Image boundary labeling items:
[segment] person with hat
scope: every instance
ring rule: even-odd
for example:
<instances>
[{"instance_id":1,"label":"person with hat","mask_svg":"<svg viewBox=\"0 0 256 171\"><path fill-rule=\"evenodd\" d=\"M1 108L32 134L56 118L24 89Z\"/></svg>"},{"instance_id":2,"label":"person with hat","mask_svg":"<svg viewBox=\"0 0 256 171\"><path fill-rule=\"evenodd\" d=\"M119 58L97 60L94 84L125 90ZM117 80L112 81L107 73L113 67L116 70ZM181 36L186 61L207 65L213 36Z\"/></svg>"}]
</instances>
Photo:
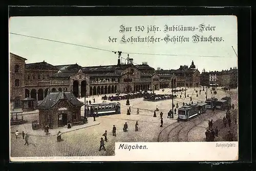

SET PROBLEM: Please quote the whole listing above word for word, leaving out the pictures.

THE OUTPUT:
[segment] person with hat
scope: every instance
ring rule: even-odd
for example:
<instances>
[{"instance_id":1,"label":"person with hat","mask_svg":"<svg viewBox=\"0 0 256 171\"><path fill-rule=\"evenodd\" d=\"M1 108L32 134L56 118L24 89Z\"/></svg>"},{"instance_id":2,"label":"person with hat","mask_svg":"<svg viewBox=\"0 0 256 171\"><path fill-rule=\"evenodd\" d=\"M119 58L97 60L94 84L125 90ZM117 80L112 81L107 73L113 67L116 70ZM181 36L186 61L207 65L213 36Z\"/></svg>"}]
</instances>
Photo:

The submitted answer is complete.